## SUPPLIED ENTRIES
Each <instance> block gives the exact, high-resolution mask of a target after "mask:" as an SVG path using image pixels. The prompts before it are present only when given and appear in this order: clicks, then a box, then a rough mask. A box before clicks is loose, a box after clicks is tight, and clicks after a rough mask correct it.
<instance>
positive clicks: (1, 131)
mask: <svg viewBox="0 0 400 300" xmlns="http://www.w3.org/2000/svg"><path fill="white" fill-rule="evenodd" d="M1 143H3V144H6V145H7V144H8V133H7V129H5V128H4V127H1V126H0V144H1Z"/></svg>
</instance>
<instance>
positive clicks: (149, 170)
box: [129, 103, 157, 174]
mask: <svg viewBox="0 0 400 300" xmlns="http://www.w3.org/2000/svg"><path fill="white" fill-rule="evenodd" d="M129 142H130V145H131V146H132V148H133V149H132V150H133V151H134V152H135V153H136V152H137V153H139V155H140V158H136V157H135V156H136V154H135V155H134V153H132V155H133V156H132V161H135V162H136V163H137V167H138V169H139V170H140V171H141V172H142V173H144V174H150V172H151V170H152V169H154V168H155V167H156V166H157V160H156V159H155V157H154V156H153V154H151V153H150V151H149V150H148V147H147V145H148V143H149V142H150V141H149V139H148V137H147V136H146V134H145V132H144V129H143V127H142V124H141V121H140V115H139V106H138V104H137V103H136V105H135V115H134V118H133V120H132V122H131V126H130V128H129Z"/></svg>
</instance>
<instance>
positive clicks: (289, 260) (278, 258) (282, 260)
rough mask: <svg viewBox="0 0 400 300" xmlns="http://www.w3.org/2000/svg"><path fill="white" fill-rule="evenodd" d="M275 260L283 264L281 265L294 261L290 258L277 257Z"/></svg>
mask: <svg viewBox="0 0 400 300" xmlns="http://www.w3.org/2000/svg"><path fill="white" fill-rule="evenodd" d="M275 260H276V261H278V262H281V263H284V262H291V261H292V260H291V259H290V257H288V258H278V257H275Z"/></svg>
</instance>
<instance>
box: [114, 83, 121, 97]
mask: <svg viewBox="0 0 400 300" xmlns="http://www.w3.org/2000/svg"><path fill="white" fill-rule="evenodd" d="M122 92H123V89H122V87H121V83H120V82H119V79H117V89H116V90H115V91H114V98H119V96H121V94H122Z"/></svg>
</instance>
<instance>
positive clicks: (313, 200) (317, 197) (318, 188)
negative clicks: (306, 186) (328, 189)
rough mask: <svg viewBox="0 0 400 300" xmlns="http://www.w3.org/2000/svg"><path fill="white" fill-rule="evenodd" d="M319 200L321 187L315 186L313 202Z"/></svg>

## WHAT THE EXERCISE ASKS
Format all of the lines above as a numbered list, omitting any blank lines.

## EXERCISE RESULT
1. Each <instance> block gives the exact, high-resolution mask of a target after "mask:" as an SVG path using image pixels. The prompts before it are present only when given and appear in this order: clicks, then a box, then a rough mask. A box before clicks is loose, a box after clicks is tight, and clicks after a rough mask correct it.
2. <instance>
3. positive clicks: (1, 131)
4. mask: <svg viewBox="0 0 400 300" xmlns="http://www.w3.org/2000/svg"><path fill="white" fill-rule="evenodd" d="M1 143H3V144H6V145H7V144H8V133H7V129H5V128H4V127H1V126H0V144H1Z"/></svg>
5. </instance>
6. <instance>
7. positive clicks: (149, 170)
8. box: [129, 103, 157, 174]
9. mask: <svg viewBox="0 0 400 300" xmlns="http://www.w3.org/2000/svg"><path fill="white" fill-rule="evenodd" d="M129 142H130V145H131V146H132V148H133V149H132V150H133V151H134V152H135V153H136V152H137V153H139V155H140V158H136V157H135V156H136V154H135V155H134V153H132V155H133V156H132V161H135V162H136V163H137V167H138V169H139V170H140V171H141V172H142V173H144V174H150V172H151V170H152V169H154V168H155V167H156V166H157V160H156V159H155V157H154V156H153V154H151V153H150V151H149V150H148V147H147V145H148V143H149V142H150V141H149V139H148V137H147V136H146V134H145V132H144V129H143V127H142V124H141V121H140V115H139V106H138V104H137V103H136V105H135V115H134V118H133V120H132V122H131V126H130V128H129Z"/></svg>
10. </instance>
11. <instance>
12. positive clicks: (289, 260) (278, 258) (282, 260)
13. rough mask: <svg viewBox="0 0 400 300" xmlns="http://www.w3.org/2000/svg"><path fill="white" fill-rule="evenodd" d="M275 260L283 264L281 265L294 261L290 258L277 257Z"/></svg>
14. mask: <svg viewBox="0 0 400 300" xmlns="http://www.w3.org/2000/svg"><path fill="white" fill-rule="evenodd" d="M275 260H276V261H278V262H281V263H284V262H291V261H292V260H291V259H290V257H288V258H278V257H275Z"/></svg>
15. </instance>
16. <instance>
17. box: [114, 83, 121, 97]
18. mask: <svg viewBox="0 0 400 300" xmlns="http://www.w3.org/2000/svg"><path fill="white" fill-rule="evenodd" d="M122 92H123V89H122V87H121V83H120V82H119V79H117V89H116V90H115V91H114V98H119V96H121V94H122Z"/></svg>
19. </instance>
20. <instance>
21. positive clicks: (313, 200) (317, 197) (318, 188)
22. negative clicks: (306, 186) (328, 189)
23. rough mask: <svg viewBox="0 0 400 300" xmlns="http://www.w3.org/2000/svg"><path fill="white" fill-rule="evenodd" d="M319 200L321 187L315 186L313 202Z"/></svg>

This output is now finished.